Description of the task
Transcribe the entries below exactly, starting with the line that has "shrub in the photograph above." and stopping after the line that has "head in the photograph above."; no pictures belong in the copy.

Supplied records
-.-.-

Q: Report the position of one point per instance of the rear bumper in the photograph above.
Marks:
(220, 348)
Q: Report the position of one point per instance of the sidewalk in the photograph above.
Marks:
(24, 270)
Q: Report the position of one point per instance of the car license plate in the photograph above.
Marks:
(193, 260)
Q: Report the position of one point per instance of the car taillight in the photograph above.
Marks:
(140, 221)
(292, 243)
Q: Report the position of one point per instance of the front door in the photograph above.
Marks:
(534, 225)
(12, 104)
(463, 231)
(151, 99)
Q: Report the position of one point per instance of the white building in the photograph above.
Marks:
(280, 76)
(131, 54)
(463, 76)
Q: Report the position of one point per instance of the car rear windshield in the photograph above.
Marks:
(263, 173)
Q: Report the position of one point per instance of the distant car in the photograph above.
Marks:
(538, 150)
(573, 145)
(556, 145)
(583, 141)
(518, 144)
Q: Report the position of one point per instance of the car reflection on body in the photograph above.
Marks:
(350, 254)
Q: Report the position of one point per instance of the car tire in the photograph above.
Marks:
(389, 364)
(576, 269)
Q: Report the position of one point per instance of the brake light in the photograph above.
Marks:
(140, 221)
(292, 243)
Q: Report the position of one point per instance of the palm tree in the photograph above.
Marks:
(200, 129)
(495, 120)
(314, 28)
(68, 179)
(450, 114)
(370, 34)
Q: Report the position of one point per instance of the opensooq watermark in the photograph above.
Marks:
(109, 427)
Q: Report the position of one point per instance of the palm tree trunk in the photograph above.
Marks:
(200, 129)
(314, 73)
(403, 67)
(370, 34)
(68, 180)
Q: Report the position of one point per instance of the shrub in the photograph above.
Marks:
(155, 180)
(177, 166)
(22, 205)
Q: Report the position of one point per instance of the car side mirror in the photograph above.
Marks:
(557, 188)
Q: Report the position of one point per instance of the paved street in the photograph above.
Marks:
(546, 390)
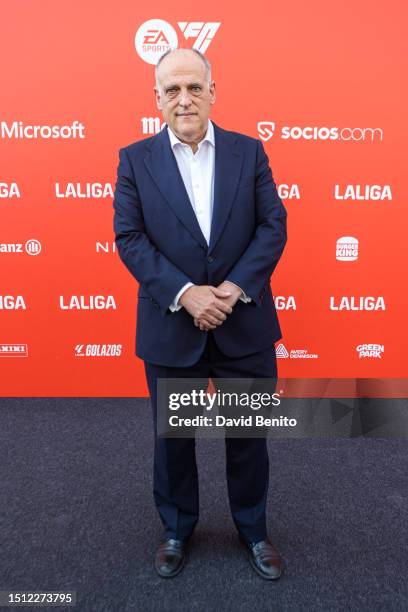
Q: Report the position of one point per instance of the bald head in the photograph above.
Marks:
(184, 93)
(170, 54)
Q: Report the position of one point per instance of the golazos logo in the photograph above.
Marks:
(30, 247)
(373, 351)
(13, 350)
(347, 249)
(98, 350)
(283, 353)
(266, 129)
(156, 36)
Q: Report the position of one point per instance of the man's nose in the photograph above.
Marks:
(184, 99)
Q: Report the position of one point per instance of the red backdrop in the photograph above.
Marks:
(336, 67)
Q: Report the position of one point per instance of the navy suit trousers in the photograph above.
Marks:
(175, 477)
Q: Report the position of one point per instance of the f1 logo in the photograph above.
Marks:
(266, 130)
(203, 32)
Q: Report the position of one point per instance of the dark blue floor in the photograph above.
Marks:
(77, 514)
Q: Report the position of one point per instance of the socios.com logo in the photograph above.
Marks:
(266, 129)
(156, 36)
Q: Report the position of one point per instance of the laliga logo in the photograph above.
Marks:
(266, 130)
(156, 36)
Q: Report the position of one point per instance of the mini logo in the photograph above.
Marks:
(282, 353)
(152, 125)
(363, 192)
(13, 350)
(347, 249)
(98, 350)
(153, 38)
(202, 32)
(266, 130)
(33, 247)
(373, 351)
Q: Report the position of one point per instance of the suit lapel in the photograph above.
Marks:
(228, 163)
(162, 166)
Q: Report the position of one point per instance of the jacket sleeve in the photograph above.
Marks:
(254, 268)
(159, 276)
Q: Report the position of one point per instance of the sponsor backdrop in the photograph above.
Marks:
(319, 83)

-.-.-

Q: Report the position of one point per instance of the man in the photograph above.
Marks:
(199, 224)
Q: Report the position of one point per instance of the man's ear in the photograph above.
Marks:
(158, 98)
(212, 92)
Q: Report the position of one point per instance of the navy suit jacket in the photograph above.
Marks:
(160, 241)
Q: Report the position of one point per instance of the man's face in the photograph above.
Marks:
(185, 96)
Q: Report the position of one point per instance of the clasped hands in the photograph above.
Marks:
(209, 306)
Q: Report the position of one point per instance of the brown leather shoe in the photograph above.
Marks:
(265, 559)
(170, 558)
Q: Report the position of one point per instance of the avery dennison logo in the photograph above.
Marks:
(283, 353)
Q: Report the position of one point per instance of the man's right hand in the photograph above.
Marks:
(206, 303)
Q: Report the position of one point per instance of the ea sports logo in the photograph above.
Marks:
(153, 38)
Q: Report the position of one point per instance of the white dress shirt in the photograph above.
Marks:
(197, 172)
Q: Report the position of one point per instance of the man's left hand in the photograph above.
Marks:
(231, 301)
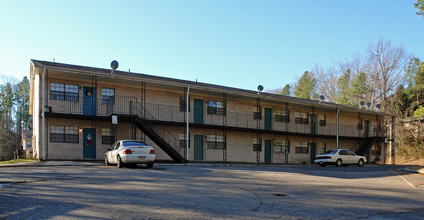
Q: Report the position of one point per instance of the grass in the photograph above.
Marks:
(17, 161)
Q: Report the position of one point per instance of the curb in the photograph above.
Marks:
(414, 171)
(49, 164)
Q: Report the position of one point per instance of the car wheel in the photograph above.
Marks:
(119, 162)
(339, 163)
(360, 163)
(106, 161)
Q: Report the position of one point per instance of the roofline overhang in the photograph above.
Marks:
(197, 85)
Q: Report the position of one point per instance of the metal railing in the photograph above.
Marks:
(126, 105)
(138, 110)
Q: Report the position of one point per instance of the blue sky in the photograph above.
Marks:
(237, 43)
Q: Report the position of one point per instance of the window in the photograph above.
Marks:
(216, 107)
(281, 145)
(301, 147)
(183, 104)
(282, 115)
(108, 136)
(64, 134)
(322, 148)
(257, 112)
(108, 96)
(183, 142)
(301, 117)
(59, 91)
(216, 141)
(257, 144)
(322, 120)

-.-.-

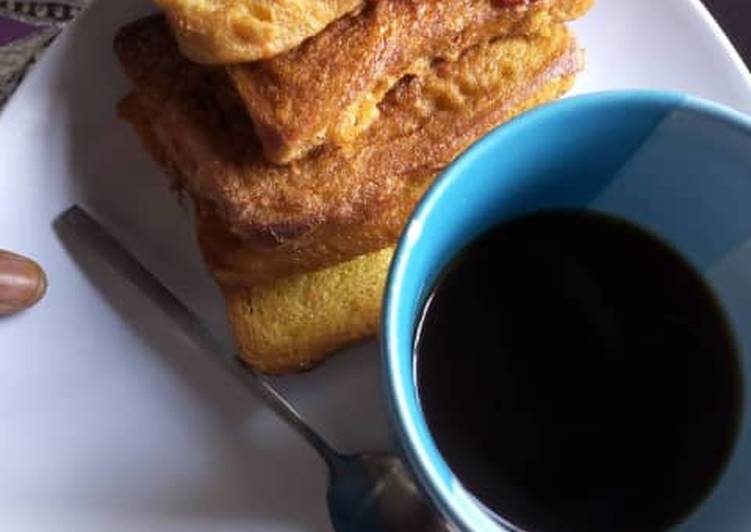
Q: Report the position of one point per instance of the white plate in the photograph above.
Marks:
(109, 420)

-.-.-

Finished task
Q: Report the position of one point per instance of the shrub in the photograph above.
Marks:
(155, 180)
(177, 166)
(22, 205)
Q: Report the position of one point per instance of the car side mirror in the photograph above.
Marks:
(557, 188)
Q: Report the position of one point per instance of the paved street in the photograph above.
Marks:
(546, 390)
Q: Report the position of one point per instance of the bald head in the photograph above.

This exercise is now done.